**Texto fornecido**
********

Minhas Memórias - Capitulo 32
Capítulo 32 – Nova Friburgo
Eu preciso detalhar os acontecimentos anteriores à minha candidatura a presidente do Sind-Justiça RJ.Como tudo aconteceu, como cheguei lá, por que eu?
Continuando...
Eu me apresentei para trabalhar no fórum de Nova Friburgo em 2 de junho de 1985. Foi difícil me adaptar ao regime de trabalho do servidor público; eu nunca havia tido qualquer vínculo com um regime estatutário.
No período de janeiro até o dia da minha apresentação, tive a companhia de uma mulher maravilhosa, seu nome também era Ana – a segunda Ana da minha vida. Namoramos por um tempo.
Lembro-me de uma noite em que o pessoal da casa saiu para a balada, Ana tinha um compromisso inadiável, e eu fiquei sozinho. A casa tinha uma grande varanda na frente, tipo um terraço.

********

**Material**
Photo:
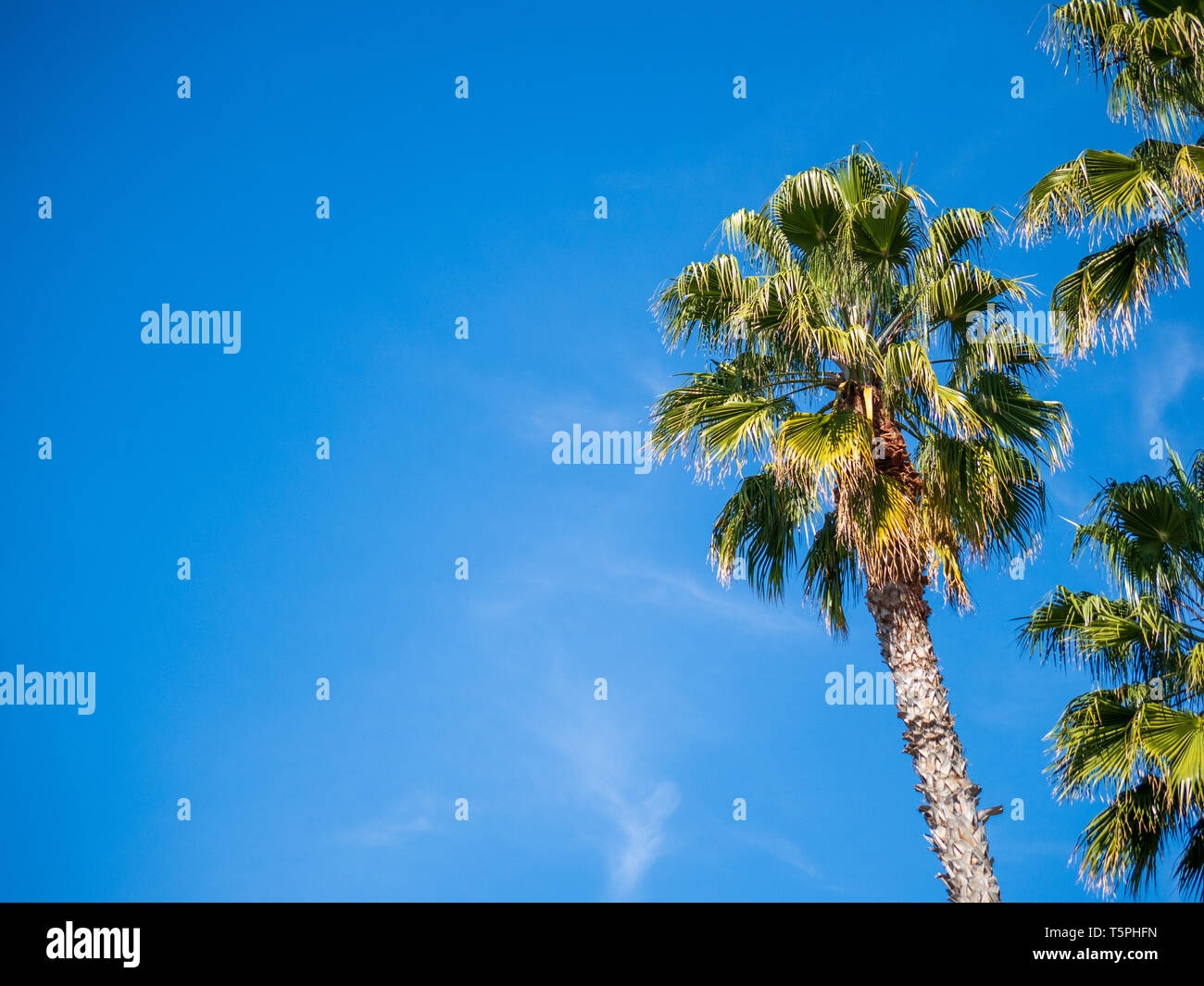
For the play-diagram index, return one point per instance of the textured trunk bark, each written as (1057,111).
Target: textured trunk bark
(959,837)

********

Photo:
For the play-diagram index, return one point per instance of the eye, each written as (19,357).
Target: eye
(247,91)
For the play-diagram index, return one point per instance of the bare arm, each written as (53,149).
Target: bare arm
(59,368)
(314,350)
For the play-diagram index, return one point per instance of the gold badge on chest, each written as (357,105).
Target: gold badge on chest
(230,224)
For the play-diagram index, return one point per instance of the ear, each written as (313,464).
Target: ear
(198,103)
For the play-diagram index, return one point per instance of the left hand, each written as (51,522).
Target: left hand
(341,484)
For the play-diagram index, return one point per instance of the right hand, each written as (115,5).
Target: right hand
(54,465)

********

**O que fazer**
Traduza para o inglês esta frase do texto de memórias: "Eu me apresentei para trabalhar no fórum de Nova Friburgo em 2 de junho de 1985."

**Resolução**
I reported for work at the Nova Friburgo courthouse on June 2, 1985.